_FRAGMENTO DEL DOCUMENTO_
━━━━
4. De cómo asegura la salvación eterna el sacerdote que trabaja en la salvación de las almas y del extraordinario premio que por ello tendrá en el cielo

 

Difícilmente muere mal el sacerdote que en la vida se sacrificó en bien de las almas. Cuando… des tu pan al hambriento y sacies el alma humillada, irradiará en las tinieblas tu luz… Y Yahveh te conducirá de continuo… y fortalecerá tus huesos[61], dice la Escritura. Si empleares tu vida, dice el Profeta, en ayudar al alma necesitada y la consolares en sus aflicciones, cuando lleguen las tinieblas de tu muerte temporal, el Señor te llenará de luz y te librará de la muerte eterna. Esto era lo que decía San Agustín: “Si salvaste un alma predestinaste la tuya”. Y antes lo había dicho el Apóstol Santiago: entienda que el que convierte un pecador del extravío de su camino, salvará su alma de la muerte y cubrirá la muchedumbre de los pecados[62].
━━━━
_TAREA 1_
Imprima el pasaje del texto sobre la salvación del sacerdote que comienza con las palabras que contienen "Difícilmente muere mal" y termina con "de los pecados[62].".
_TAREA 2_
Traduzca al inglés la siguiente oración del texto sobre la salvación del sacerdote: "Difícilmente muere mal el sacerdote que en la vida se sacrificó en bien de las almas."
_TAREA 3_
Prosiga la redacción del texto sobre la salvación del sacerdote a partir de su última oración.

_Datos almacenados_
━━━━
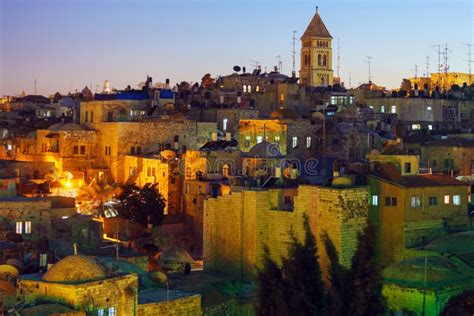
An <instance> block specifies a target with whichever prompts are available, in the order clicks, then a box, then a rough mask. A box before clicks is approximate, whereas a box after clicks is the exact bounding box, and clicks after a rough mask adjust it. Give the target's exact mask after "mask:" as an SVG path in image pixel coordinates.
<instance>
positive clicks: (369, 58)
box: [366, 56, 373, 83]
mask: <svg viewBox="0 0 474 316" xmlns="http://www.w3.org/2000/svg"><path fill="white" fill-rule="evenodd" d="M366 57H367V61H366V63H368V64H369V83H371V82H372V75H371V72H370V70H371V69H370V65H371V64H372V58H373V57H372V56H366Z"/></svg>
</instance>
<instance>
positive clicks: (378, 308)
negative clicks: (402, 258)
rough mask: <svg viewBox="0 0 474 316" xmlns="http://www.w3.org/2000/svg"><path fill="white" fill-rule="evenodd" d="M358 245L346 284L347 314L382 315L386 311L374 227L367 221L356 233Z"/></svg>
mask: <svg viewBox="0 0 474 316" xmlns="http://www.w3.org/2000/svg"><path fill="white" fill-rule="evenodd" d="M358 241H359V244H358V247H357V250H356V253H355V254H354V257H352V264H351V269H350V272H349V280H348V285H349V287H350V288H351V289H352V290H351V292H352V293H351V295H350V297H349V301H350V306H349V315H361V316H362V315H365V316H371V315H383V314H384V312H385V311H386V304H385V298H384V297H383V295H382V272H381V269H380V266H379V265H378V263H377V260H376V247H375V228H374V226H373V225H372V224H371V223H370V222H369V223H368V224H367V227H366V228H365V229H364V232H363V233H359V235H358Z"/></svg>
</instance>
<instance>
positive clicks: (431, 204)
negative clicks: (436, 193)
mask: <svg viewBox="0 0 474 316" xmlns="http://www.w3.org/2000/svg"><path fill="white" fill-rule="evenodd" d="M428 205H429V206H437V205H438V197H437V196H430V197H428Z"/></svg>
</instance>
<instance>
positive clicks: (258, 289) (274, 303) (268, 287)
━━━━
_RESULTADO 1_
Difícilmente muere mal el sacerdote que en la vida se sacrificó en bien de las almas. Cuando… des tu pan al hambriento y sacies el alma humillada, irradiará en las tinieblas tu luz… Y Yahveh te conducirá de continuo… y fortalecerá tus huesos[61], dice la Escritura. Si empleares tu vida, dice el Profeta, en ayudar al alma necesitada y la consolares en sus aflicciones, cuando lleguen las tinieblas de tu muerte temporal, el Señor te llenará de luz y te librará de la muerte eterna. Esto era lo que decía San Agustín: “Si salvaste un alma predestinaste la tuya”. Y antes lo había dicho el Apóstol Santiago: entienda que el que convierte un pecador del extravío de su camino, salvará su alma de la muerte y cubrirá la muchedumbre de los pecados[62].

_RESULTADO 2_
A priest who in life sacrificed himself for the good of souls will hardly die a bad death.

_RESULTADO 3_
Los sacerdotes que se sacrificaron por las almas oirán que en la muerte Dios mismo les anuncia el descanso eterno: −dice el Espíritu−, que descansen de sus trabajos, porque sus obras los acompañan[63].

“Si merece gran recompensa, dice San Gregorio, quien libra a un hombre de la muerte temporal, ¿cuánto mayor la merecerá quien libre a un alma de la muerte eterna y le asegure una vida que no tendrá fin?”[64]. El sacerdote que se condena no se condena solo; pero el sacerdote que se salva, ciertamente no se salva solo.

El Beato Allamano les decía a los suyos: “Cuando piensen en el paraíso, no piensen en forma abstracta, sino en el paraíso del misionero y de la misionera que son fieles a su vocación. El Señor dijo: Yo voy a prepararles un lugar[65]. Pero para esto es necesario trabajar, y trabajar mucho. ¡Sería demasiado cómodo tener el paraíso ahora, tan pronto! No, no; trabajar cuarenta, cincuenta años, incluso más. Me parece que este pensamiento del paraíso debería consolarnos. Nuestro premio está allí, ¡y es muy grande! Pensemos con frecuencia en él”[66]. “Acuérdense de que no basta con predicar, también debemos comprometernos en todo lo que hagamos y aceptar todos los sacrificios de la vida apostólica, cuesten lo que cuesten. ‘¡Trabajemos, trabajemos —exclamaba José Cafasso—, descansaremos en el paraíso!’”[67].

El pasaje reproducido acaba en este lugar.